┌────────

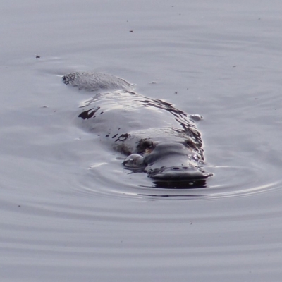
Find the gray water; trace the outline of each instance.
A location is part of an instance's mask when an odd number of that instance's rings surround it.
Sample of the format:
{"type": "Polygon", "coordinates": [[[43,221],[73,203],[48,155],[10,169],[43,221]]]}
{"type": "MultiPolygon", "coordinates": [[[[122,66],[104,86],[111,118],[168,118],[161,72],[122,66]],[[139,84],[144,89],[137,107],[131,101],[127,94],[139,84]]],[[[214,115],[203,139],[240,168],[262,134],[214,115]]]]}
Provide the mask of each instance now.
{"type": "Polygon", "coordinates": [[[1,281],[280,281],[282,4],[4,0],[1,281]],[[36,56],[39,58],[36,58],[36,56]],[[201,189],[157,189],[78,125],[99,71],[204,117],[201,189]]]}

└────────

Copy the listing over exactly, skipping the pictures it holds.

Find the gray water; trace the outline of each instance.
A location is part of an instance's mask when an odd number of that instance's rings surround it.
Sample of the format:
{"type": "Polygon", "coordinates": [[[43,221],[73,203],[48,155],[10,169],[43,221]]]}
{"type": "MultiPolygon", "coordinates": [[[[122,66],[104,86],[111,118],[168,118],[161,72],[122,66]],[[139,84],[144,89],[137,107],[131,101],[127,94],[139,84]]],[[[214,115],[203,139],[240,168],[262,134],[214,115]]]]}
Provide the mask of each instance now.
{"type": "Polygon", "coordinates": [[[1,281],[280,281],[282,4],[4,0],[1,281]],[[36,56],[39,58],[36,58],[36,56]],[[201,189],[157,189],[78,125],[99,71],[204,117],[201,189]]]}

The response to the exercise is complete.